### DATASET EXTRACT
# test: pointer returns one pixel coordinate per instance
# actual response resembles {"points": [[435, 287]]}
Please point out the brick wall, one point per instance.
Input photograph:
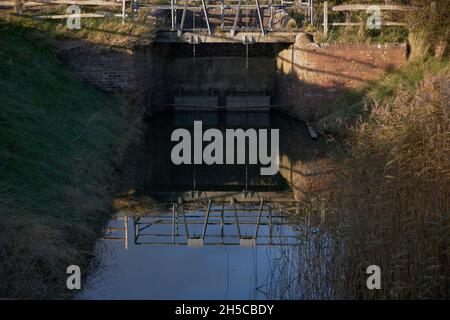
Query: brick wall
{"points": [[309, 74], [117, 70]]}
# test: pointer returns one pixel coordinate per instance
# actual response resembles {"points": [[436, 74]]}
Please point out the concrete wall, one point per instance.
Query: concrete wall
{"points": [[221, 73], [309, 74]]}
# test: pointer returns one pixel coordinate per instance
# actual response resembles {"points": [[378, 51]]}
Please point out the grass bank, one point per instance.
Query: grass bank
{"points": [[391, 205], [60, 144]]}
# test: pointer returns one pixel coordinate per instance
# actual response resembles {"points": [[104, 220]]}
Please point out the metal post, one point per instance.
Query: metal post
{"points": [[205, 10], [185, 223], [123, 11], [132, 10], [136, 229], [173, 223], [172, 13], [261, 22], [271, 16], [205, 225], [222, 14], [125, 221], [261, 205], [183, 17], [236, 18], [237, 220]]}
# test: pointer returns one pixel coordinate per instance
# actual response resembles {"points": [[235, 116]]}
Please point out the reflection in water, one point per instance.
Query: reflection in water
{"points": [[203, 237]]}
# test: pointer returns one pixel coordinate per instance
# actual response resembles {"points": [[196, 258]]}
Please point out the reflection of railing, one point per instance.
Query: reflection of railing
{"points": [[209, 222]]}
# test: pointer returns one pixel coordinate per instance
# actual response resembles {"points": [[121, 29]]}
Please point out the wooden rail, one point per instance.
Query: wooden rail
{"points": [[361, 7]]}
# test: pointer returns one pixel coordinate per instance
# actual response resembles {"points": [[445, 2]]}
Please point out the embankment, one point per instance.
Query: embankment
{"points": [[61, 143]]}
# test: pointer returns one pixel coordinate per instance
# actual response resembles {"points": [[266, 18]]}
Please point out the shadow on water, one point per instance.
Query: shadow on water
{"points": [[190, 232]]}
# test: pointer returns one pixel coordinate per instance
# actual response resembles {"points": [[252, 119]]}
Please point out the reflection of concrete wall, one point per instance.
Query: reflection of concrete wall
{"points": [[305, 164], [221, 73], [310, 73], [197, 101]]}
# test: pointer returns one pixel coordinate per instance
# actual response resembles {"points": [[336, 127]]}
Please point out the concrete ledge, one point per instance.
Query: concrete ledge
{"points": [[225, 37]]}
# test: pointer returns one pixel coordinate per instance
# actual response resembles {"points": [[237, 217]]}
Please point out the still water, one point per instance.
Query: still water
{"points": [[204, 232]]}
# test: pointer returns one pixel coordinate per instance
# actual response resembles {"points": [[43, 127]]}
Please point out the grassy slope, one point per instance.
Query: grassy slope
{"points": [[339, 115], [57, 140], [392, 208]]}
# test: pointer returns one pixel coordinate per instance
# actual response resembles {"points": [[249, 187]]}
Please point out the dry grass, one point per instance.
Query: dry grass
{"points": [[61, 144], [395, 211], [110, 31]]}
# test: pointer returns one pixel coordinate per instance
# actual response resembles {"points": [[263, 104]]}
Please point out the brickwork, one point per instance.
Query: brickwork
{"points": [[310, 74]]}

---

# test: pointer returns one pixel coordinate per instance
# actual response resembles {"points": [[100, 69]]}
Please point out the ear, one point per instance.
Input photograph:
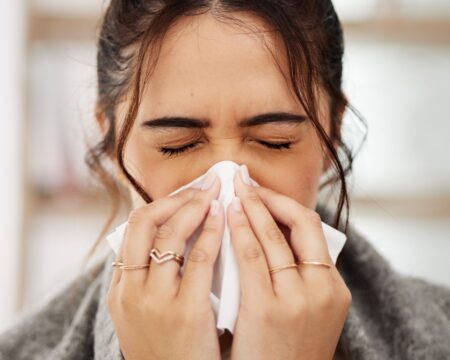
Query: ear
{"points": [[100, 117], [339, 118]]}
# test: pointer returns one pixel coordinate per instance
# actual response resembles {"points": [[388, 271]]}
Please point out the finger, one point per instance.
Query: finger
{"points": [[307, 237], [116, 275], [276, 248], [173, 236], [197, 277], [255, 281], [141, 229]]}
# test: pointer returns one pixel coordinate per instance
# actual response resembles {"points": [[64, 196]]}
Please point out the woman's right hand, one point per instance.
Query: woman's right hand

...

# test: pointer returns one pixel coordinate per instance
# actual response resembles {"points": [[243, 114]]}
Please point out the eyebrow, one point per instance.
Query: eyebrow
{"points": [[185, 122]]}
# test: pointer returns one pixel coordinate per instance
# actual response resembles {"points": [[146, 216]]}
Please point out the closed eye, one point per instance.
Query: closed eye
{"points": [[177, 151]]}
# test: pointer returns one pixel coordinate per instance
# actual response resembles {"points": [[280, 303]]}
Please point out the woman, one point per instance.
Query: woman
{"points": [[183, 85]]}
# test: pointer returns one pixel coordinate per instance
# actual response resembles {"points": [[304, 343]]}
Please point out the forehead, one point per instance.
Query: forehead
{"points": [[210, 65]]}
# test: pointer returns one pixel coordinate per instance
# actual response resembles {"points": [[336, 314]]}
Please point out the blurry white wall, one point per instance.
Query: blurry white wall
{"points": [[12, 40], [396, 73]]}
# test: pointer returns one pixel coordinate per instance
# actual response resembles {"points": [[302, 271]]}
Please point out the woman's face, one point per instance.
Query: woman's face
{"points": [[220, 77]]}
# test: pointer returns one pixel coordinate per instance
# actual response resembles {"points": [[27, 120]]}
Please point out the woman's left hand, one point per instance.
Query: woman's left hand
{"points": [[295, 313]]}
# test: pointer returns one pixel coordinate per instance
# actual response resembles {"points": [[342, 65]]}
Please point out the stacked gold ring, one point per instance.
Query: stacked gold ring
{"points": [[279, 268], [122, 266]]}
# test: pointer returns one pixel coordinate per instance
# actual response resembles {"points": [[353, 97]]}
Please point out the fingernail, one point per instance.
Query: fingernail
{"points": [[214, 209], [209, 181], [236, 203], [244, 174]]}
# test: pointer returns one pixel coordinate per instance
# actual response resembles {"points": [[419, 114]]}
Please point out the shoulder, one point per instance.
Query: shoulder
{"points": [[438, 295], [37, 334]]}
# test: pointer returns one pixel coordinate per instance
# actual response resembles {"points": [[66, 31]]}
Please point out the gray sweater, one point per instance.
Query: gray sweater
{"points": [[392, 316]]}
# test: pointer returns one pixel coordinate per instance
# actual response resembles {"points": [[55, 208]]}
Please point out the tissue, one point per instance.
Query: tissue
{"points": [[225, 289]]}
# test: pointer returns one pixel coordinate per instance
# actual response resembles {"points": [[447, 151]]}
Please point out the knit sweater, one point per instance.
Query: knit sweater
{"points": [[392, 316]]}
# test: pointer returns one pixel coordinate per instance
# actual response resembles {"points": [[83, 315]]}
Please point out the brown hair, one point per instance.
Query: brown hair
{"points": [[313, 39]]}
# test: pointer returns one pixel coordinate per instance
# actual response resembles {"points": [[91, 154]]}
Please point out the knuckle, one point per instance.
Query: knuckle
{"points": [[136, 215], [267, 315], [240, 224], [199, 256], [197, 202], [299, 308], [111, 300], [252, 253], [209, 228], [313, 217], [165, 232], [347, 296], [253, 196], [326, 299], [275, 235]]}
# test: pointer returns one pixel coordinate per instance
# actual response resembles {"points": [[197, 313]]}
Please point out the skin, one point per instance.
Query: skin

### PROBLEM REQUIREMENTS
Every line of the data that includes the word "skin" should be copied.

### RESPONSE FOR THIS EXERCISE
Please point out the skin, one point per instance.
Query: skin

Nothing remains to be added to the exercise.